### Task:
From the text on EU influence on UK employment law below, copy out the passage that opens with the words "Ten years after" and closes with "set by the EU.", substituting "deadline" for "time limit".

### Text shown:
- - - -
Employment Law and the EU Influence.
Employment law in the UK has undergone major changes in recent times, particularly in the last 20 years or so, with the EU exercising a significant influence on many areas of UK law.
History and Background
The European Commission takes responsibility for the co-ordination of national policies on labour, market, and workplace regulation. The treaties of the EU establish these areas of competence.
The Treaty of Rome, signed in 1957 by the six founding states (France, West Germany, Italy, Benelux), stated in Article 140 that one of the objects of the Community was to harmonise laws relating to employment and labour law. This covered areas such as working conditions, health and safety, trade union law, and social security.
Ten years after an unsuccessful bid to join the European Community, the UK acceded to the Treaty of Rome in 1973. The European Communities Act 1972 provided that all obligations arising out of any treaty shall have legal effect in the UK without further enactment. Treaty articles are directly applicable and will override national law.
In addition to treaties, the EU may issue directives. These are binding as to the result to be achieved, but the member state must implement them in their own laws within a prescribed time limit set by the EU.
The Courts of Justice of the European Communities (ECJ) is based in Luxembourg, and is made up from one judge from each EU country, assisted by eight advocates-general. Their independence is guaranteed, despite being appointed by each of the member states governments. The ECJ’s role is to ensure that treaties are correctly interpreted and applied, and that EU law is complied with.
The Charter of Fundamental Rights was approved by the EU member states at the Nice Summit in December 2000. It set out a whole range of civil, political, and social rights to be enjoyed by EU citizens. It was a political declaration, without legal force, but it became legally binding in the Lisbon Reform Treaty on 3 November 2009. The Lisbon Treaty amends the Treaty on the European Union (Maastricht) and the Treaty Establishing the European Community (Rome).
Examples of EU Law
Perhaps the most well known EU directive to be enacted into UK employment law is the Working Time Directive (93/104/EC of 23 November 1993). The original directive was amended by Directive 2000/34/EC of 22 June 2000.
The Working Time Directive is a collection of regulations concerning hours of work, designed to protect the health and safety of workers. Key features are the limiting of the working week to 48 hours in 7 days, and a minimum rest period of 11 hours in each 24 hours. The provisions of this directive, and the Young Workers Directive (94/33/EC), were enacted into UK law by way of the Working Time Regulations in October 1998.
- - - -
### Data block:
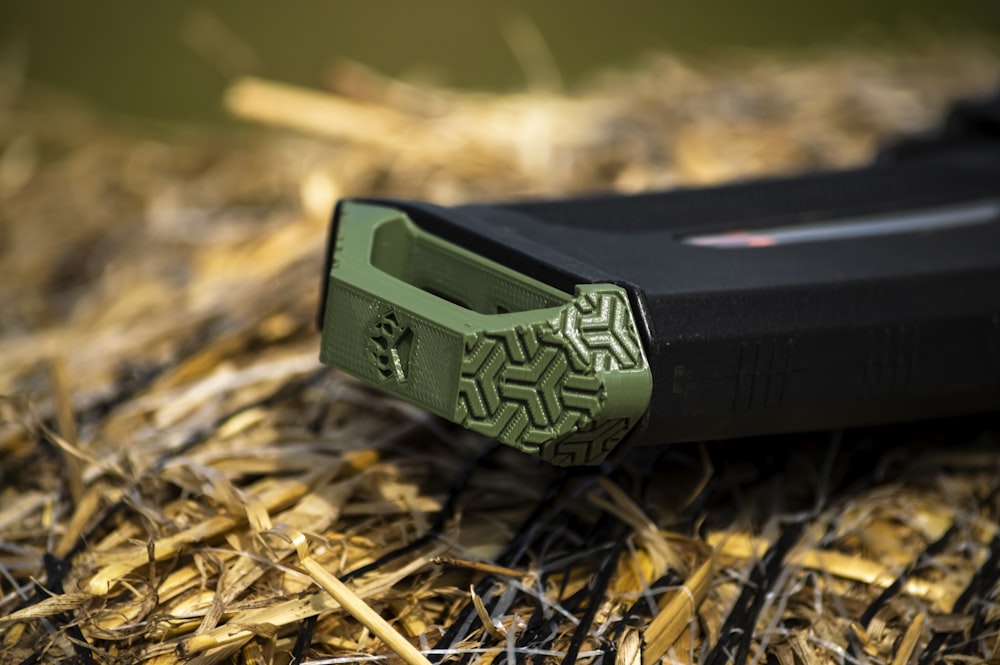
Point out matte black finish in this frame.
[322,89,1000,443]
- - - -
### Output of the exercise:
Ten years after an unsuccessful bid to join the European Community, the UK acceded to the Treaty of Rome in 1973. The European Communities Act 1972 provided that all obligations arising out of any treaty shall have legal effect in the UK without further enactment. Treaty articles are directly applicable and will override national law.
In addition to treaties, the EU may issue directives. These are binding as to the result to be achieved, but the member state must implement them in their own laws within a prescribed deadline set by the EU.